## CONSEGNA A
Nel racconto del giuramento a Falconara, in quale città andarono a pranzo quel sabato?

## TESTO ESTRATTO
== == ==

Giornata particolare quella del giuramento a Falconara, un sabato di fine maggio nell’ottantanove, cominciata prestissimo con tutte le fasi della preparazione e durata a lungo, anche dopo, prima della consegna del Garand in armeria, del cinturone e della baionetta.
Era venuto mio padre, al giuramento, si era fatto qualche centinaio di chilometri, sarebbe ripartito presto, la domenica mattina. Per la notte gli avevo prenotato l’albergo vicino alla caserma.


Quel sabato andammo a pranzo a Senigallia, una bella girata sulla FIAT 131, per allontanarci un po’ da dove mangiavo sempre.
Durante il CAR, a Falconara, mi ero solo preoccupato di mangiare il più sano possibile, di fare molto uso di verdura.
Avevo trovato la quadratura del cerchio con i Roscani all’anconetana, una verdura che ricordava gli spaghetti, che erano la specialità del posto, mangiati al ristorante dove andavamo con i commilitoni e dove era anche possibile telefonare e ricevere le telefonate.
Il locale aveva la caratteristica di essere sudicio, ma non poco! Basti pensare che lo chiamassimo, affettuosamente, “Il trogolo”. Le sedie dei tavoli erano così attaccate al pavimento che dovevamo fare un movimento ondulatorio prima per staccarle dal suolo e inserirsi tra loro e il tavolo.
Stavolta invece un bel pranzo sul mare vero e di mare, scordando i Roscani, poi un giro su un lungomare veramente degno di tale nome; a Falconara c’era una bella raffineria che ingentiliva il paesaggio.
Mi tolsi per qualche ora dall’immersione nella vita di caserma, una piacevole sensazione di libertà.


Tornati all’albergo, in attesa della cena, mi misi alla TV a vedere la finale di basket della “Libertas”; perché se è vero che ero tifoso della “Pielle”, era pur sempre una squadra di Livorno che si giocava il titolo nazionale.
Partita punto a punto, Il piccolo allungo di Milano, poi il finale, con la rimonta e, dopo il canestro all’ultimo secondo all’ombra della sera, la confusione e il titolo assegnato.
“Livorno campione d’Italia”.

== == ==

## RIGHE ARCHIVIATE

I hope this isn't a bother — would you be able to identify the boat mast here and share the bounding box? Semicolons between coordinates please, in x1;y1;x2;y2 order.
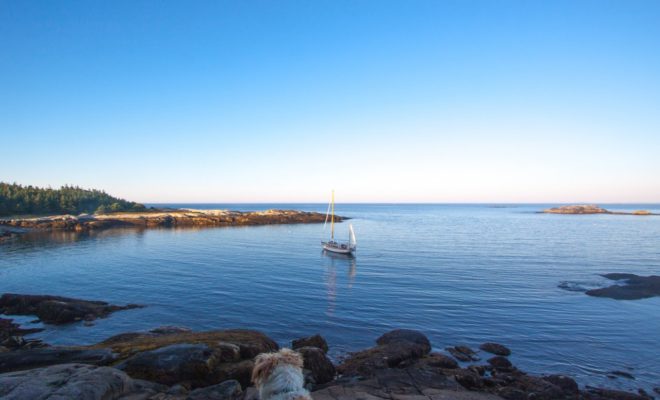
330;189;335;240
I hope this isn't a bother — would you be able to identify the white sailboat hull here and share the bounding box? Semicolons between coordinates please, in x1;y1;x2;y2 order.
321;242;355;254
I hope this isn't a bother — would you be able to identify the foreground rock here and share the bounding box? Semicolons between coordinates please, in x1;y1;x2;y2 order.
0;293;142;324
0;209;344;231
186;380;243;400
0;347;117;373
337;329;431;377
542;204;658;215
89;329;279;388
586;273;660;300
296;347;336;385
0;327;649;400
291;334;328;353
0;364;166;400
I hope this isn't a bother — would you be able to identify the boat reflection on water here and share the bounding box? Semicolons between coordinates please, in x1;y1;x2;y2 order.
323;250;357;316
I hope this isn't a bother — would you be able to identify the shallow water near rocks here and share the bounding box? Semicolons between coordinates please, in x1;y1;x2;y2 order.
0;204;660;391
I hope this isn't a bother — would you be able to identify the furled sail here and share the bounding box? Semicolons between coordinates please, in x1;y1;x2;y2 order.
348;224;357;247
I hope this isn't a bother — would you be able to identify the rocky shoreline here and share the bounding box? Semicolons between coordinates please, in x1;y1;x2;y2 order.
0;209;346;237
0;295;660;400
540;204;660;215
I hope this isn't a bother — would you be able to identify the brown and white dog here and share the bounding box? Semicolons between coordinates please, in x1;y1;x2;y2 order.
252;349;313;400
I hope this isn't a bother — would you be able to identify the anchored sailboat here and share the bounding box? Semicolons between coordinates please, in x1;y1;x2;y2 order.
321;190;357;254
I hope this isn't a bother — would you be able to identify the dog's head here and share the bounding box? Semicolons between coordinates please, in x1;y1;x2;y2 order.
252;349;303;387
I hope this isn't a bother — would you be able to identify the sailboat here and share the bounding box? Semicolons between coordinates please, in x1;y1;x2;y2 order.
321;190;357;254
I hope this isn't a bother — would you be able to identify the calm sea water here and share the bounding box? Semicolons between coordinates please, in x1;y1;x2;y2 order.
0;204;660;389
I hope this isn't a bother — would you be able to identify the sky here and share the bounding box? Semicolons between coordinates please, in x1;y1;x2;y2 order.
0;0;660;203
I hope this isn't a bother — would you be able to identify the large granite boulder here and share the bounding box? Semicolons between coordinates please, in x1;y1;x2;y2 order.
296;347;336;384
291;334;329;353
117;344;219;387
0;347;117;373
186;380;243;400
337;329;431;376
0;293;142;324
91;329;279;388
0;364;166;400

== == ==

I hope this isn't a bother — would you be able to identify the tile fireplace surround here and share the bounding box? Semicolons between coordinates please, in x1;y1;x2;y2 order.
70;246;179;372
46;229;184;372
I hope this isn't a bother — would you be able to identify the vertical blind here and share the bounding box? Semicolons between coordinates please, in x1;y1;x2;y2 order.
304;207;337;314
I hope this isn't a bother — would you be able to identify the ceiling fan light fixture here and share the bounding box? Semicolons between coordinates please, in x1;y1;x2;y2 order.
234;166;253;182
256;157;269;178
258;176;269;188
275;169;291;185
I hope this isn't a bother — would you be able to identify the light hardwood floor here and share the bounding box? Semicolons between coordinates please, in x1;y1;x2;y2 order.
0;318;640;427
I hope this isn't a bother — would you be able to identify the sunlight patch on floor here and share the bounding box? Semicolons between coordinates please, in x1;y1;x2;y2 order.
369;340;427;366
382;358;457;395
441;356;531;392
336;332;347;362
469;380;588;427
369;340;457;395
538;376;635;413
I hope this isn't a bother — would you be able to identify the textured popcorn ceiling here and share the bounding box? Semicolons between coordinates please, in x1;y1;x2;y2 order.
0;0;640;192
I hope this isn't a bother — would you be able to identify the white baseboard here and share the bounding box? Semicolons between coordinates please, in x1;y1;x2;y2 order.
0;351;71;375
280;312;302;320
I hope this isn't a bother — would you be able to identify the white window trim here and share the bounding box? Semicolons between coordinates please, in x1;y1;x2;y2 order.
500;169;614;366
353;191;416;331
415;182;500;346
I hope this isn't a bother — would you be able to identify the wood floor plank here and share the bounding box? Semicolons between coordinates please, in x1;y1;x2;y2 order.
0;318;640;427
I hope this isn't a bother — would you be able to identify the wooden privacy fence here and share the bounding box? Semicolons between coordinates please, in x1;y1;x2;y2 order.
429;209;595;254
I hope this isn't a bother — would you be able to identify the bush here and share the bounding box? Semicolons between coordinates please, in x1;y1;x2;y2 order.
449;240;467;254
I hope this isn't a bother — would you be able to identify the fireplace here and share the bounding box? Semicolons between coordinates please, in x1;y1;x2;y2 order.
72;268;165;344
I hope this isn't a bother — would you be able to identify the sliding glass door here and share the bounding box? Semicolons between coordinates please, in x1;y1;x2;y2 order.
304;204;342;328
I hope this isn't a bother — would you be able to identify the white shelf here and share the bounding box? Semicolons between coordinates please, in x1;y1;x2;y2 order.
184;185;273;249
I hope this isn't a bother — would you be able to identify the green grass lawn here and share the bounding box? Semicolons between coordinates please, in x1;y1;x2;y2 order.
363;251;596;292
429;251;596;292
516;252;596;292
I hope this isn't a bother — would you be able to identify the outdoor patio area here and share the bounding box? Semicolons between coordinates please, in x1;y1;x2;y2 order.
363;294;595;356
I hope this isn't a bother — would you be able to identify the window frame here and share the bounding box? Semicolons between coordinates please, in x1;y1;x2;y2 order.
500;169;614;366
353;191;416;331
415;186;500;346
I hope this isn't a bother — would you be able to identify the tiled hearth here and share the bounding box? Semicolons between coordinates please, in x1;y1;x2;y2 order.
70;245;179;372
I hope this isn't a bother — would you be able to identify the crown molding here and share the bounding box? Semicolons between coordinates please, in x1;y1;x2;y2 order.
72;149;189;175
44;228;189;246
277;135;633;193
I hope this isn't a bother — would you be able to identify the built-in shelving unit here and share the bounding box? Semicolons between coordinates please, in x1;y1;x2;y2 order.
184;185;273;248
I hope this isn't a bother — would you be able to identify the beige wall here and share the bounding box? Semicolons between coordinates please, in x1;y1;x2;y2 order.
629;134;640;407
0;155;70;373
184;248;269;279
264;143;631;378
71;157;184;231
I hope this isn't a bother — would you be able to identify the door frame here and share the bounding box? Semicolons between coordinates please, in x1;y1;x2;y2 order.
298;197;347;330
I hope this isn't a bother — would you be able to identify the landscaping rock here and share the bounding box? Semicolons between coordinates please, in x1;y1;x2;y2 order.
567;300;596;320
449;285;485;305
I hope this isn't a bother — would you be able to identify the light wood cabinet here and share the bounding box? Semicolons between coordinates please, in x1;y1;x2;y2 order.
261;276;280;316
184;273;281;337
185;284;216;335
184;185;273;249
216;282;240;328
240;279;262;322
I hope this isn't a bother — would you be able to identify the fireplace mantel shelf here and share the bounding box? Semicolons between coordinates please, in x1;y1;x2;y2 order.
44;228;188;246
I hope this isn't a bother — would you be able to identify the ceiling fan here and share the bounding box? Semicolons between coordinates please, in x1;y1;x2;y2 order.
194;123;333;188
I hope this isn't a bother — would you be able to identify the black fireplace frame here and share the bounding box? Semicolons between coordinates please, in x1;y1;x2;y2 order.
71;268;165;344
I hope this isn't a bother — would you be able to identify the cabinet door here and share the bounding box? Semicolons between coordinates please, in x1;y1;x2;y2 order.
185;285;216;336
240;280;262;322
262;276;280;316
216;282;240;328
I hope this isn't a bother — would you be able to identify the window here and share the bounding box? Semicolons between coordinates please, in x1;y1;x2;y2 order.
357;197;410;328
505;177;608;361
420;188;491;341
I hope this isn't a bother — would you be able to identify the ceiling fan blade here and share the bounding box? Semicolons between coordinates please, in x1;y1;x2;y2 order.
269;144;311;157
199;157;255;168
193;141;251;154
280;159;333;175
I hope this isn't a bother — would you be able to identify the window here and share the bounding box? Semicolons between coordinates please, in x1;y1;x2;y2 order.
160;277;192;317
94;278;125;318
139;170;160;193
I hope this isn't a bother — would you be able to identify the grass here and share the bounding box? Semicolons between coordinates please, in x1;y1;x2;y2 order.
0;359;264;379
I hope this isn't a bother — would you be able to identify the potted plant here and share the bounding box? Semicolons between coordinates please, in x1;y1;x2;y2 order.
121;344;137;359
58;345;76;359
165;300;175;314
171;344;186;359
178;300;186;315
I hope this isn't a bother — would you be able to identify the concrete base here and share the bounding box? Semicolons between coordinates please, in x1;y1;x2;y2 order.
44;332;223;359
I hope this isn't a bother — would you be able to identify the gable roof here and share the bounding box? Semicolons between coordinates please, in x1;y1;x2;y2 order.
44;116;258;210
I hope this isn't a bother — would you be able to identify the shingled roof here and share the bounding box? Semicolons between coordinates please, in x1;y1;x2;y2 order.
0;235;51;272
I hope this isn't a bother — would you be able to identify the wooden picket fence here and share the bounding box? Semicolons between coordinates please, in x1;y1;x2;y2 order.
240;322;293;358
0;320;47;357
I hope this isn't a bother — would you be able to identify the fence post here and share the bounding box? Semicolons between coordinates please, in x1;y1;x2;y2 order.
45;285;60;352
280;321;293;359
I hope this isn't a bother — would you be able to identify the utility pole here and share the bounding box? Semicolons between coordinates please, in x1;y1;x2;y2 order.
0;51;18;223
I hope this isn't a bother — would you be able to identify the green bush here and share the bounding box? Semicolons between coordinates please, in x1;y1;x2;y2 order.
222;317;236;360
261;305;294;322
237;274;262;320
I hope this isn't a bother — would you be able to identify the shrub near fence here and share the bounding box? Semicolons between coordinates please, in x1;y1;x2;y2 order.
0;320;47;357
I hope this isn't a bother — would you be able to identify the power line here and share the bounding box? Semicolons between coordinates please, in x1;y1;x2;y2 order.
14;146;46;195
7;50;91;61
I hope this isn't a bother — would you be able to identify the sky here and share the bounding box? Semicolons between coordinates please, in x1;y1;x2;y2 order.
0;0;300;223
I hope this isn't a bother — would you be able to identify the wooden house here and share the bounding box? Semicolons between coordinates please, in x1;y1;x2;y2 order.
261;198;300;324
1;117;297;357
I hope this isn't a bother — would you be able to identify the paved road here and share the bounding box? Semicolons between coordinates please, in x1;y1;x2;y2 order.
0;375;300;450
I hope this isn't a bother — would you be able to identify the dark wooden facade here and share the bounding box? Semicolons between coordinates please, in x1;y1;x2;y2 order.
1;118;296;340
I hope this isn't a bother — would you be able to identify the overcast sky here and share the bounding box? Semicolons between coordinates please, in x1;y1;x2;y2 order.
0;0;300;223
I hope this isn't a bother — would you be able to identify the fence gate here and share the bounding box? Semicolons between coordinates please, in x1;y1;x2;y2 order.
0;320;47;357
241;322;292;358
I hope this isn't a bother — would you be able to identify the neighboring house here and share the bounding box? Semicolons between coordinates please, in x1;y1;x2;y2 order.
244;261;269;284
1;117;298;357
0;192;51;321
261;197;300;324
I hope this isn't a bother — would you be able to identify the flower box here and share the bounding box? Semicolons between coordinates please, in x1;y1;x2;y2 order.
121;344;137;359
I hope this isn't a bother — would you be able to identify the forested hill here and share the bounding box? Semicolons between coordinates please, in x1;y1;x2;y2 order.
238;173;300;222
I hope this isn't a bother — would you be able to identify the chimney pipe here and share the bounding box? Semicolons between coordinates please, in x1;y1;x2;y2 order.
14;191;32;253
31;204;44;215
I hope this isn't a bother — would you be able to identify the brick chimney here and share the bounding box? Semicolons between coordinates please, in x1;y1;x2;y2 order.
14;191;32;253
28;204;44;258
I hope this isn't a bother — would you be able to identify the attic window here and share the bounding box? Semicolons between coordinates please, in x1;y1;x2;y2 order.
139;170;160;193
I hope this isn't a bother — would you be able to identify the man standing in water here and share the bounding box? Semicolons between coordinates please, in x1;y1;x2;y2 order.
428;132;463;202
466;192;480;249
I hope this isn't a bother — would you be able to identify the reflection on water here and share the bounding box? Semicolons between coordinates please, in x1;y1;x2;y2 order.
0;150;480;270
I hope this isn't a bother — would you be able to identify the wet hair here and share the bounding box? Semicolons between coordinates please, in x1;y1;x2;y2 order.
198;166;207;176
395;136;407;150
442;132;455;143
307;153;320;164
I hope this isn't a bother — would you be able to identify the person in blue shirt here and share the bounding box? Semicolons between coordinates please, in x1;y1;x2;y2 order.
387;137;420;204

== == ==

## CONSEGNA B
Modifica le voci dalla riga che contiene "the boat mast" fino alla riga che contiene "330;189;335;240" compresa, sostituendo "boat mast" con "sailboat mast" e lasciando tutto il resto invariato. Restituisci soltanto queste righe, senza le immagini.

## RISPOSTA DEFINITIVA A
A Senigallia.

## RISPOSTA DEFINITIVA B
I hope this isn't a bother — would you be able to identify the sailboat mast here and share the bounding box? Semicolons between coordinates please, in x1;y1;x2;y2 order.
330;189;335;240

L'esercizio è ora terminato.